Pick out and copy every line in the material that contains the word "concrete".

===

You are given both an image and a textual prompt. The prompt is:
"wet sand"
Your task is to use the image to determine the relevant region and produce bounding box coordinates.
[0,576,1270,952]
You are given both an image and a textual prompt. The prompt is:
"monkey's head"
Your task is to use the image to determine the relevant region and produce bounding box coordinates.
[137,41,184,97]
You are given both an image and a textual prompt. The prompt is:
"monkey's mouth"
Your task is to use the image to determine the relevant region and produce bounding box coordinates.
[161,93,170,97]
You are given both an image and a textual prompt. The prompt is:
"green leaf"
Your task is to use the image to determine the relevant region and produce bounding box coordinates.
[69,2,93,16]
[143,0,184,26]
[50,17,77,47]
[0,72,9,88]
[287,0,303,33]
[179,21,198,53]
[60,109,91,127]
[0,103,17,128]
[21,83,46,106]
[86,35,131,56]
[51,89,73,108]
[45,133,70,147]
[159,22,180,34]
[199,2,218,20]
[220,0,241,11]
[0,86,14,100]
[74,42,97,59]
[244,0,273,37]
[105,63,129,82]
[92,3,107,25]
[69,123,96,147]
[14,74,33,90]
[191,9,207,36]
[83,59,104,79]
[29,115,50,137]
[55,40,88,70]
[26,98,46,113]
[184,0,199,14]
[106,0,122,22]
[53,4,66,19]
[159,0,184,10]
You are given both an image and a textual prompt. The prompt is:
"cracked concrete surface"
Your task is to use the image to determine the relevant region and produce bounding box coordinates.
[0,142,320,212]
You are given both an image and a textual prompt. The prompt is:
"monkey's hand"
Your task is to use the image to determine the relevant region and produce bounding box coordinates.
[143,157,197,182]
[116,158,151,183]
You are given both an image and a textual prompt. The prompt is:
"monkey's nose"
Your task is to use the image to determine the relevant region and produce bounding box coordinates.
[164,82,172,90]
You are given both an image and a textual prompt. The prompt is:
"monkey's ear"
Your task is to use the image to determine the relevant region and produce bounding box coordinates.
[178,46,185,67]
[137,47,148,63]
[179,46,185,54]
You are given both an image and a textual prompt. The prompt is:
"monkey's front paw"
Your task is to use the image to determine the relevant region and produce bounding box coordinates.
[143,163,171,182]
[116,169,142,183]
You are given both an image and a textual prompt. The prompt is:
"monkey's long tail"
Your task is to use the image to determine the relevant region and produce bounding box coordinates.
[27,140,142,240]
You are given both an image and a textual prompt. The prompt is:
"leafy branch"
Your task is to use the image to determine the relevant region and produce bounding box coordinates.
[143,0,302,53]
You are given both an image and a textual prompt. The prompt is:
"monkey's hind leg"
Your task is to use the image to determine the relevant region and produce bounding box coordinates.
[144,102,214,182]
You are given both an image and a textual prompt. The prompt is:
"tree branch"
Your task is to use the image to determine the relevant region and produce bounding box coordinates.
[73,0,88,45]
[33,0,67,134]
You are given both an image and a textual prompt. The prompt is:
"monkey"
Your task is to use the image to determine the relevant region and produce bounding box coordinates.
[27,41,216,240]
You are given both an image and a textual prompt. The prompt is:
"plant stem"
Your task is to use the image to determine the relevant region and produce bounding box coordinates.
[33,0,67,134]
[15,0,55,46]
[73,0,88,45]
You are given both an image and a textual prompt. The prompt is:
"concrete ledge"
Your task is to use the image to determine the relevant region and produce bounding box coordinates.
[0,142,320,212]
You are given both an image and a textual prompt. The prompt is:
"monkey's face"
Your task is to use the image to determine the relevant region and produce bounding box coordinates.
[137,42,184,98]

===

Solution for this task:
"cracked concrete surface"
"concrete ledge"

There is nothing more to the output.